Flowering tea is becoming ever more popular as young Koreans embrace the pretty and fragrant brew.
Chrysanthemum tea is perhaps the most famous variety, together with acacia and magnolia tea, but there are many other varieties that soothe and stimulate the senses, especially in the cold winter months.
Flowering tea is prepared by hand, because drying and roasting the petals by machine could damage the fragile petals. Prices range from W10,000 to W50,000 (US$1=W1,065).
Shin Ji-ae (29) is an office worker and avid flowering-tea drinker. "The allure is the changing hue and taste of different species," she says.
Unlike green and black tea, flowering tea is served with the entire blossom unfurling in hot water, which makes for eminently Instagrammable displays.
Flowers have been used for medicinal purposes for a long time. The historic medical encyclopedia "Donguibogam" teaches that rose of Sharon tea helps treat stroke, while grinding it up helps stop diarrhea.
Magnolias are used to treat colds and nasal inflammations, while mugwort is believed to slow aging and chrysanthemum tea is effective against stress.
Lee In-pyo, who works at a tea company, said, "Flowering tea does not contain caffeine, so it’s very popular among health-conscious people."
The head of the Flower Tea Culture Promotion Association, Song Hee-ja, said, "The hotter the water, the better the flavor," and recommends brewing them in boiling water for just under a minute.

### Dataset extract:
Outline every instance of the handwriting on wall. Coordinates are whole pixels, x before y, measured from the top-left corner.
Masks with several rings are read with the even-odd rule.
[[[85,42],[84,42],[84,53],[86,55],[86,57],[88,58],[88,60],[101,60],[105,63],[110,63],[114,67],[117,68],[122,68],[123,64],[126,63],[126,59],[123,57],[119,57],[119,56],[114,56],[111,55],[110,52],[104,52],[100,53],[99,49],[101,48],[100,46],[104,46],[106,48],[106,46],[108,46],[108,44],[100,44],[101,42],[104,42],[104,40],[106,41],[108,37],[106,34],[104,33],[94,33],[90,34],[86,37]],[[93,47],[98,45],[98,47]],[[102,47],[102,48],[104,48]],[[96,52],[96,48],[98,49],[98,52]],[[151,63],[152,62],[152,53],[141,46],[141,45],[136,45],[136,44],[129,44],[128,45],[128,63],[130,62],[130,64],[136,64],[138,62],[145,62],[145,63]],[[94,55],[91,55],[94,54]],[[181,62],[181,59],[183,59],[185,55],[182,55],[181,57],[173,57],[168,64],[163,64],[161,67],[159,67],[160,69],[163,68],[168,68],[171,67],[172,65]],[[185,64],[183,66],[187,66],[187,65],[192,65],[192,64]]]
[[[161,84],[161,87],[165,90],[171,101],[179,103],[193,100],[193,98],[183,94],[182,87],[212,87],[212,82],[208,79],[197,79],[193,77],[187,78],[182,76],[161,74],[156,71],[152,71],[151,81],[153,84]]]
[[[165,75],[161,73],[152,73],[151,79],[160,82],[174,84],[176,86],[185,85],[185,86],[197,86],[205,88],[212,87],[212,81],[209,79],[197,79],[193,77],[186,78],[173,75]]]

### Explore the material:
**A)** In the article on flowering tea, why is the tea prepared by hand?
**B)** From the article on flowering tea, copy the stretch from "Flowers have been" through "helps stop diarrhea.".

### Results for the exercise:
**A)** Drying and roasting the petals by machine could damage the fragile petals.

**B)**
Flowers have been used for medicinal purposes for a long time. The historic medical encyclopedia "Donguibogam" teaches that rose of Sharon tea helps treat stroke, while grinding it up helps stop diarrhea.